• Task requirements: Lines below that hold the word "swimsuit" must be copied in full.

Working data START

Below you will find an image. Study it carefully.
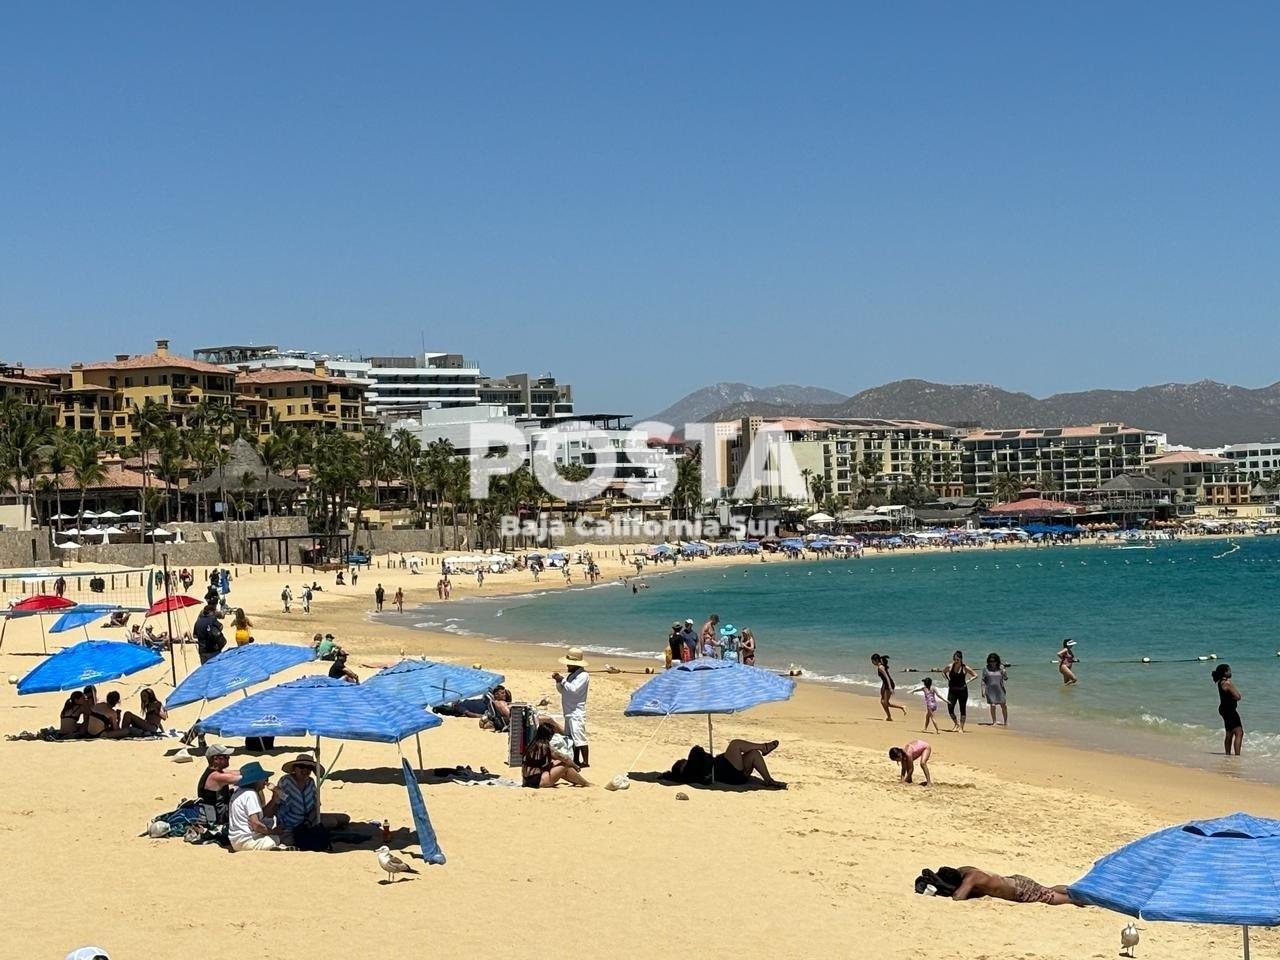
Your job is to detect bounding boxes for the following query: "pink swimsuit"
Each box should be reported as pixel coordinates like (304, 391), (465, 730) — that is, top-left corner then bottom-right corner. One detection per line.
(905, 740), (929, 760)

Working data END
Working data START

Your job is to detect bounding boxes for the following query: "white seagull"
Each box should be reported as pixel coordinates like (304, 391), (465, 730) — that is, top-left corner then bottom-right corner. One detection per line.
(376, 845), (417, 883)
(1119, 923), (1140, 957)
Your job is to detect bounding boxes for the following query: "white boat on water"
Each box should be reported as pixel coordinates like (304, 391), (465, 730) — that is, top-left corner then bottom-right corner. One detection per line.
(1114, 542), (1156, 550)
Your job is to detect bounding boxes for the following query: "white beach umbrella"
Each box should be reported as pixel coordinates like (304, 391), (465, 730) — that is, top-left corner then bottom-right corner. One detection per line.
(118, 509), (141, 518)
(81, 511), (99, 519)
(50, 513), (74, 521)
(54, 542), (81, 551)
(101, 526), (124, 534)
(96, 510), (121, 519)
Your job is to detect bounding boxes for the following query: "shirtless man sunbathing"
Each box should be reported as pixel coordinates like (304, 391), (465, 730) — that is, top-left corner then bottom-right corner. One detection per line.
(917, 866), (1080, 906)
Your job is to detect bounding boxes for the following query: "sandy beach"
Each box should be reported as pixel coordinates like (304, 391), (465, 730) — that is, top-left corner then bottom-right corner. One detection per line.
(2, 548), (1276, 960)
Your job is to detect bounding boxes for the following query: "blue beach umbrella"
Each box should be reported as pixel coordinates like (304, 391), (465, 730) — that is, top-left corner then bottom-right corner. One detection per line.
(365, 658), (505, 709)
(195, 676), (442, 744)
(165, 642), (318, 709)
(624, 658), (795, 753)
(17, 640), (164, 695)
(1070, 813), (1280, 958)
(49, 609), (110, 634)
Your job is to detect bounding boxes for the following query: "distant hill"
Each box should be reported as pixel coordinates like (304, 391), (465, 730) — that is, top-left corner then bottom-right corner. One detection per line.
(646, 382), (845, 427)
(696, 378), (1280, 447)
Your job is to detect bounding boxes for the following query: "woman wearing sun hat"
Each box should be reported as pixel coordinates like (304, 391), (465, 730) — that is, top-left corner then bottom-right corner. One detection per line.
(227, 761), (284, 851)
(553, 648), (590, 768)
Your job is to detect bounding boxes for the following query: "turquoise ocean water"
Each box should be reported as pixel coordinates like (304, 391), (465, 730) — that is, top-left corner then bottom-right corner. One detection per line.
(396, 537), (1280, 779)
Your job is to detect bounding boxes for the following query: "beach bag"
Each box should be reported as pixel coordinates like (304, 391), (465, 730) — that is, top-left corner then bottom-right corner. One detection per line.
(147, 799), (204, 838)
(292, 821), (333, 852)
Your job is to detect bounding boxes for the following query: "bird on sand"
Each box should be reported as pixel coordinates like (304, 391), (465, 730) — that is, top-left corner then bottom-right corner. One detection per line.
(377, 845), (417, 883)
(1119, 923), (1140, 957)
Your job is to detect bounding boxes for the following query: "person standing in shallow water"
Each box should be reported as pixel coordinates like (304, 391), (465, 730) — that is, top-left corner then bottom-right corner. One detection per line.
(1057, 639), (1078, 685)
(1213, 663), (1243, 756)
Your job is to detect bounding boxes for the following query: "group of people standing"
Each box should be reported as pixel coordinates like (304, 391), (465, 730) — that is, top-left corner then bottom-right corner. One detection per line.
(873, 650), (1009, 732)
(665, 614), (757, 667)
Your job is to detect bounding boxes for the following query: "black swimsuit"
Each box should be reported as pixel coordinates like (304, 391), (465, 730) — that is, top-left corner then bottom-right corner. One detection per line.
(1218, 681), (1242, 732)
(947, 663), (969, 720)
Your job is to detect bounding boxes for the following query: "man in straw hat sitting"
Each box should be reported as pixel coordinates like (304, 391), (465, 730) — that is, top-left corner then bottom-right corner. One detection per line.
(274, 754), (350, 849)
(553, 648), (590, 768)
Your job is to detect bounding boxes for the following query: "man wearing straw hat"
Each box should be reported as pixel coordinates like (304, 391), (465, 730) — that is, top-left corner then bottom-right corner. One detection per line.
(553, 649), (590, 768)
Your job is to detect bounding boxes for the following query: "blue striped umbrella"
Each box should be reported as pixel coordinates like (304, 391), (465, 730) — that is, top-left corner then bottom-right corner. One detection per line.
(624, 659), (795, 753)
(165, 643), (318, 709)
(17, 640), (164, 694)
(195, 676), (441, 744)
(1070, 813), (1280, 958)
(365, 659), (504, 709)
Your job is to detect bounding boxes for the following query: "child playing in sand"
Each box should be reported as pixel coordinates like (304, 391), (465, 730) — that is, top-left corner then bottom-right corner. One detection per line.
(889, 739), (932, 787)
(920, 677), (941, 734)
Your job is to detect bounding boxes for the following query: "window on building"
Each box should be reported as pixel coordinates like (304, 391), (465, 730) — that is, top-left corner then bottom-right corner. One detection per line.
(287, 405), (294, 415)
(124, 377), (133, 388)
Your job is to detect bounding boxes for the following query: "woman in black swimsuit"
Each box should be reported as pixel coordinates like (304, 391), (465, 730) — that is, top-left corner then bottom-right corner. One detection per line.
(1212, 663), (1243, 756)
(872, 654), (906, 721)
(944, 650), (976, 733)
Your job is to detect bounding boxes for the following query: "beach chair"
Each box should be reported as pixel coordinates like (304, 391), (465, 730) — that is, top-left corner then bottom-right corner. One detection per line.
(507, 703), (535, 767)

Working data END

• Your solution:
Your job is to detect bounding boxes for the following query: "pink swimsuit"
Your job is to detect bounding boxes for the following query: "black swimsuit"
Your job is to detect bounding boxes for the following query: "woman in black swimsuit"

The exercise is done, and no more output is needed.